* EXERCISE AIM: Convert every line of the rows below into a Markdown table with the columns "No." and "Line". Number each line and leave out any blank lines.

[Dataset entries]
__________________________________________________

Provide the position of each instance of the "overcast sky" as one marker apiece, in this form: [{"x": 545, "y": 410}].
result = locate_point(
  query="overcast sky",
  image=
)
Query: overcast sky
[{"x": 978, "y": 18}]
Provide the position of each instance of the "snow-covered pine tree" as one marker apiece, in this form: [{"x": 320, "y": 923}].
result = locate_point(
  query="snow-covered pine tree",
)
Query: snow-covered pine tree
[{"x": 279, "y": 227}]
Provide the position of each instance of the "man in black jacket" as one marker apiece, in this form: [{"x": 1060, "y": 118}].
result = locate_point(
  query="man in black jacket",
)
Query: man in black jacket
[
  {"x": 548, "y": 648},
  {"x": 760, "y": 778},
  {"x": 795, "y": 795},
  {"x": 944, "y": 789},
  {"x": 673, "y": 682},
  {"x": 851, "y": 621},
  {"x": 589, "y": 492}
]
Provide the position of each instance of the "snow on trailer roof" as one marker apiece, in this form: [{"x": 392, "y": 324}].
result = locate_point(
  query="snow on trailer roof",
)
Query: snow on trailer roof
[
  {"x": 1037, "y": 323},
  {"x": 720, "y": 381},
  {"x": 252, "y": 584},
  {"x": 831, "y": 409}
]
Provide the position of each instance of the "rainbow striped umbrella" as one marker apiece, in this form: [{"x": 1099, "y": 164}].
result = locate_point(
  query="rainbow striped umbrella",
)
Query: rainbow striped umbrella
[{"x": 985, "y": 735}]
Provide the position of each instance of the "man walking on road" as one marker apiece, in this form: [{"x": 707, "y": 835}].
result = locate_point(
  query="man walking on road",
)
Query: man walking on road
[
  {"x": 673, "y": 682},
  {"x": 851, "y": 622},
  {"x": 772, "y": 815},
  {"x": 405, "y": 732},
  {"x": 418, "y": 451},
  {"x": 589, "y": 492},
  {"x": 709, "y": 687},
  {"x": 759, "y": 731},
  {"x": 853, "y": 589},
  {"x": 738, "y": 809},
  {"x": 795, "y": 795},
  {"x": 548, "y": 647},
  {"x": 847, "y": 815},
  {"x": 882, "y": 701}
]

__________________________________________________

* REPLY TO THE TASK:
| No. | Line |
|---|---|
| 1 | Provide the position of each instance of the "overcast sky" as one marker apiece, in this form: [{"x": 545, "y": 410}]. |
| 2 | result = locate_point( |
| 3 |   query="overcast sky", |
| 4 |   image= |
| 5 | ) |
| 6 | Query: overcast sky |
| 7 | [{"x": 978, "y": 18}] |
| 8 | Provide the position of each instance of the "snow-covered pine tree" as one marker apiece, in this form: [{"x": 320, "y": 923}]. |
| 9 | result = locate_point( |
| 10 |   query="snow-covered pine tree", |
| 11 | ) |
| 12 | Query: snow-covered pine tree |
| 13 | [{"x": 279, "y": 227}] |
| 14 | Provide the position of each instance of the "man in black jacket" as one marker apiece, in this form: [{"x": 1060, "y": 118}]. |
| 15 | result = locate_point( |
| 16 |   query="man in black jacket", |
| 17 | ) |
| 18 | Query: man in black jacket |
| 19 | [ |
| 20 |   {"x": 548, "y": 648}, |
| 21 |   {"x": 760, "y": 778}, |
| 22 |   {"x": 795, "y": 795}, |
| 23 |   {"x": 944, "y": 789}, |
| 24 |   {"x": 673, "y": 682}, |
| 25 |   {"x": 851, "y": 621}, |
| 26 |   {"x": 589, "y": 492} |
| 27 | ] |
| 28 | Provide the position of each instance of the "snow on trailer roof" as one marker apiece, in this form: [{"x": 392, "y": 324}]. |
| 29 | result = locate_point( |
| 30 |   query="snow on trailer roof", |
| 31 | ) |
| 32 | Query: snow on trailer roof |
| 33 | [ |
| 34 |   {"x": 1037, "y": 323}, |
| 35 |   {"x": 720, "y": 381}, |
| 36 |   {"x": 252, "y": 584}, |
| 37 |   {"x": 831, "y": 409} |
| 38 | ] |
| 39 | Provide the position of each instance of the "rainbow striped umbrella" as one marker apiece, in this form: [{"x": 1099, "y": 164}]. |
| 40 | result = locate_point( |
| 41 |   query="rainbow striped umbrella", |
| 42 | ) |
| 43 | Query: rainbow striped umbrella |
| 44 | [{"x": 985, "y": 735}] |
| 45 | Provide the position of each instance of the "man walking on road" as one marker apiece, in this form: [{"x": 707, "y": 835}]. |
| 46 | result = locate_point( |
| 47 |   query="man walking on road", |
| 48 | ) |
| 49 | Query: man walking on road |
| 50 | [ |
| 51 |   {"x": 673, "y": 682}, |
| 52 |   {"x": 851, "y": 622}, |
| 53 |   {"x": 772, "y": 815}, |
| 54 |   {"x": 405, "y": 732}, |
| 55 |   {"x": 418, "y": 451}, |
| 56 |   {"x": 589, "y": 492}, |
| 57 |   {"x": 709, "y": 687}, |
| 58 |   {"x": 759, "y": 731}, |
| 59 |   {"x": 853, "y": 589}, |
| 60 |   {"x": 738, "y": 809}, |
| 61 |   {"x": 795, "y": 795}, |
| 62 |   {"x": 548, "y": 647}, |
| 63 |   {"x": 847, "y": 815}, |
| 64 |   {"x": 882, "y": 701} |
| 65 | ] |